■ Document segment:
========
= Patrick Robert Guiney =

U.S. Army officer (1835–1877)

Patrick Robert Guiney (15 January 1835 in Parkstown, County Tipperary, Ireland – March 21, 1877 in Boston) was an American Civil War soldier.

==Early life and career==
Patrick Robert Guiney was the second and eldest surviving son of James Roger Guiney, who was descended from Jacobites, and Judith Macrae. James Guiney, impoverished after a failed runaway marriage, brought with him on his second voyage to New Brunswick his favourite child Patrick, then not six years old. After some years, Mrs. Guiney and their younger son, William, rejoined her husband, recently crippled by a fall from his horse; they settled in Portland, Maine. The young Guiney worked as a wheel boy in a rope factory, and at the age of fourteen apprenticed to a machinist in Lawrence, Massachusetts, but stayed only a year and a half before returning to Portland.
========
■ Available data:
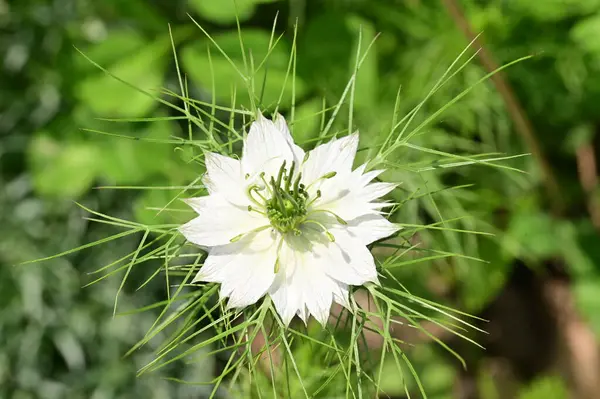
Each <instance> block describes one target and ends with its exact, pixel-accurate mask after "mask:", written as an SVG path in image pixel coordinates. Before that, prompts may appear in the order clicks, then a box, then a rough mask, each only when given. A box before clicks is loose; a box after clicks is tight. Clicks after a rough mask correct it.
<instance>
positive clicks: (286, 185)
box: [285, 161, 296, 191]
mask: <svg viewBox="0 0 600 399" xmlns="http://www.w3.org/2000/svg"><path fill="white" fill-rule="evenodd" d="M295 167H296V162H294V161H292V166H291V167H290V174H289V175H287V176H286V177H287V179H286V182H285V191H290V184H291V183H292V178H293V177H294V169H295Z"/></svg>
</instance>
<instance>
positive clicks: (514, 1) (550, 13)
mask: <svg viewBox="0 0 600 399" xmlns="http://www.w3.org/2000/svg"><path fill="white" fill-rule="evenodd" d="M599 5H600V1H599V0H544V3H543V4H540V3H537V2H534V1H529V0H511V1H509V2H508V4H507V5H506V7H507V8H511V9H513V10H515V11H517V12H519V13H522V14H525V15H528V16H530V17H532V18H534V19H537V20H539V21H560V20H562V19H566V18H569V17H571V16H574V15H582V14H587V13H589V12H592V11H594V10H596V9H597V8H598V6H599Z"/></svg>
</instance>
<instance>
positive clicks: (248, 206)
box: [248, 205, 267, 216]
mask: <svg viewBox="0 0 600 399" xmlns="http://www.w3.org/2000/svg"><path fill="white" fill-rule="evenodd" d="M248 212H256V213H260V214H261V215H263V216H267V214H266V213H264V212H263V211H259V210H258V209H256V208H253V207H252V205H248Z"/></svg>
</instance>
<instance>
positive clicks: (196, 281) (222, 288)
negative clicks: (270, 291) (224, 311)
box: [194, 229, 279, 308]
mask: <svg viewBox="0 0 600 399" xmlns="http://www.w3.org/2000/svg"><path fill="white" fill-rule="evenodd" d="M278 236H279V234H278V233H276V232H275V231H274V230H273V229H268V230H264V231H261V232H258V233H253V234H250V235H248V236H246V237H244V238H242V239H241V240H240V241H237V242H235V243H231V244H227V245H221V246H217V247H214V248H211V249H210V251H209V255H208V258H206V261H205V262H204V265H203V266H202V267H201V268H200V271H199V272H198V274H197V275H196V277H195V278H194V282H197V281H208V282H216V283H221V291H220V296H221V298H225V297H229V302H228V304H227V306H228V307H232V308H241V307H245V306H248V305H251V304H253V303H255V302H256V301H258V300H259V299H260V298H261V297H262V296H263V295H265V294H266V292H267V290H268V289H269V287H270V286H271V285H272V284H273V280H274V279H275V273H274V267H275V260H276V258H277V249H276V245H275V242H276V240H277V239H278Z"/></svg>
========
■ Exercise tasks:
A – In the biography of Patrick Robert Guiney, do the following statements agree with the text? Answer yes or no for each, and quote the deciding words.
(i) Patrick was under six years old when his father took him along on the second voyage to New Brunswick.
(ii) The reunited Guiney family settled in Portland, Maine.
(iii) Guiney spent three years apprenticed to a machinist in Lawrence, Massachusetts.
B – Write the next part of the biography of Patrick Robert Guiney, picking up after its final sentence.

■ Answers for each item:
A –
(i) Yes: "then not six years old"
(ii) Yes: "they settled in Portland, Maine"
(iii) No: "stayed only a year and a half before returning to Portland"

B –
He hoped to better himself through education, and attended the public grammar school. He matriculated at the College of the Holy Cross in Worcester, Massachusetts. His depleting finances caused him to leave after about a year, despite the fact that the college president offered to make some arrangement for him to stay, which, according to Guiney's daughter, his honor would not allow him to accept. Guiney's book-loving father having meanwhile died, he went to study for the Bar under Judge Walton, and was admitted in Lewiston, Maine, in 1856, taking up the practice of criminal law.

In politics he was a Republican. For the Massachusetts Society for the Prevention of Cruelty to Animals, he won its first suit. In 1859 he married in the old cathedral, Boston, Janet Margaret Doyle, related to James Warren Doyle, bishop of Kildare and Leighlin. They had one son, who died in infancy, and one daughter, the poet and essayist Louise Imogen Guiney. Home life in Roxbury and professional success were cut short by the outbreak of the Civil War.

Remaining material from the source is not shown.